### Page excerpt
↓
In 2008, Bugingo acted in Kiwani as Kaggwa beside Juliana Kanyomozi. Together with Henry H Ssali, he also co-directed the movie. While still with Theatre Factory, he joined Scanad Uganda Limited, an advertising agency, in 2008. He worked there until 2011, when Metropolitan Republic headhunted him as a copy writer. It was during this time that Bugingo won a bronze medal with Metropolitan Republic at The Loerie Awards for the MTN SIM card registration campaign.

2010–present
In January 2010, Bugingo, together with thirteen other members, after a disagreement with the administration of Theatre Factory, broke away and formed a new group called Fun Factory Uganda. He became its general manager.

In 2013, Bugingo quit his job as a creative strategist at Metropolitan Republic to concentrate on Fun Factory Uganda and the advertising agency that he and his friends had opened, called KIB Marketing and Advertising Agency.

In 2015, he produced the film Situka. "The project, meant to encourage youths to 'stand up' (Situka) for their rights, think of the future...is a story that covers the entire country, Africa, and the globe".

In February 2019, The Uganda Comedians Association (TUCA) was formed and Bugingo was elected as the founding president, while promising to wipe out vulgarity from the comedy industry. As TUCA head, he wrote to president Yoweri Museveni to push for enforcement of copyright law to protect the works of Ugandan artists.

In 2020, Bugingo raised money to launch the career of up-and-coming artist Razor Blade Lutabalala.
↑
### Goals
**1.** List every distinct year mentioned in the excerpt on Bugingo's career, in chronological order.
**2.** Render this sentence from the excerpt on Bugingo's career in Spanish: "In 2020, Bugingo raised money to launch the career of up-and-coming artist Razor Blade Lutabalala."

### Supplied information
↓
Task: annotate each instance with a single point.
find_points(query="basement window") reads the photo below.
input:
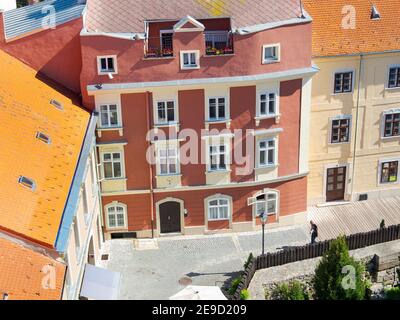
(57, 104)
(43, 137)
(26, 182)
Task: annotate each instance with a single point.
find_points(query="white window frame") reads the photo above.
(167, 123)
(275, 149)
(335, 72)
(265, 193)
(121, 152)
(209, 119)
(190, 67)
(226, 153)
(340, 117)
(219, 198)
(383, 123)
(380, 163)
(119, 120)
(105, 72)
(259, 101)
(388, 77)
(269, 61)
(167, 146)
(125, 212)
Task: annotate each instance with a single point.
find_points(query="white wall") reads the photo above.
(8, 4)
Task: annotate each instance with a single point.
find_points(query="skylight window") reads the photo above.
(27, 183)
(57, 104)
(43, 137)
(375, 15)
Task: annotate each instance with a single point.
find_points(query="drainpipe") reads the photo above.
(356, 126)
(150, 166)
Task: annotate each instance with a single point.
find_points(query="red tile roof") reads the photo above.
(27, 275)
(128, 16)
(330, 38)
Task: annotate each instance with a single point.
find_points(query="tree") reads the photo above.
(339, 276)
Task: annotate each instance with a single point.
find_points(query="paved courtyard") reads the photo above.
(207, 260)
(212, 260)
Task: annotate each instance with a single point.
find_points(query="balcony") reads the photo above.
(219, 43)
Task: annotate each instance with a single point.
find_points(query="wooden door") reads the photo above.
(170, 217)
(335, 184)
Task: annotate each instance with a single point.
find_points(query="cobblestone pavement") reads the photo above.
(206, 260)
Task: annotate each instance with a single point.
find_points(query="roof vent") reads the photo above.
(26, 182)
(57, 104)
(375, 15)
(43, 137)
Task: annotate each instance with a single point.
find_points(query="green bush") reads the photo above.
(292, 291)
(392, 294)
(234, 284)
(244, 294)
(333, 278)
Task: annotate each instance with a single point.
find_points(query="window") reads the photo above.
(271, 53)
(392, 124)
(109, 116)
(343, 82)
(116, 216)
(389, 171)
(268, 103)
(266, 150)
(168, 161)
(218, 209)
(77, 238)
(217, 109)
(107, 64)
(112, 163)
(218, 157)
(190, 60)
(166, 112)
(340, 130)
(267, 204)
(394, 77)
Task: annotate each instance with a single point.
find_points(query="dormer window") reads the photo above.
(190, 60)
(107, 65)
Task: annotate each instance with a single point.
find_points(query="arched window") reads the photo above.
(219, 208)
(116, 216)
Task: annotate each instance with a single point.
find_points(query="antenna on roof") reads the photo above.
(375, 15)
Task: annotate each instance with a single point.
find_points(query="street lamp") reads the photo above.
(264, 218)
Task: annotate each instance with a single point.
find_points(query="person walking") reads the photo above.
(313, 232)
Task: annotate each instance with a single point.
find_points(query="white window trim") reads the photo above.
(352, 80)
(258, 107)
(382, 161)
(101, 72)
(218, 197)
(258, 164)
(210, 144)
(339, 117)
(123, 174)
(263, 60)
(388, 75)
(119, 115)
(169, 144)
(383, 122)
(265, 192)
(197, 53)
(157, 123)
(117, 204)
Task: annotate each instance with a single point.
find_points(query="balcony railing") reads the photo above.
(219, 43)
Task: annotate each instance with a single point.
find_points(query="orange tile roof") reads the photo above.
(26, 274)
(330, 39)
(25, 109)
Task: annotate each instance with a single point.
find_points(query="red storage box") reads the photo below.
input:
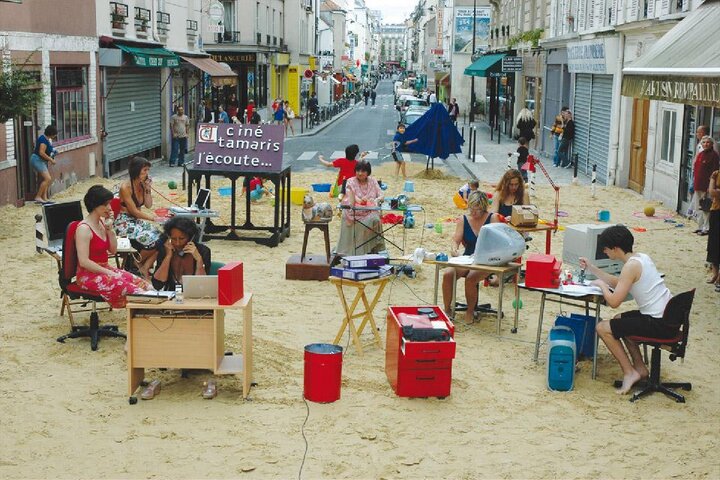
(542, 271)
(230, 283)
(418, 369)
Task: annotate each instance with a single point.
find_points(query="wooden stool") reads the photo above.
↑
### Set of answers
**1.** 2008, 2010, 2011, 2013, 2015, 2019, 2020

**2.** En 2020, Bugingo recaudó dinero para lanzar la carrera del artista emergente Razor Blade Lutabalala.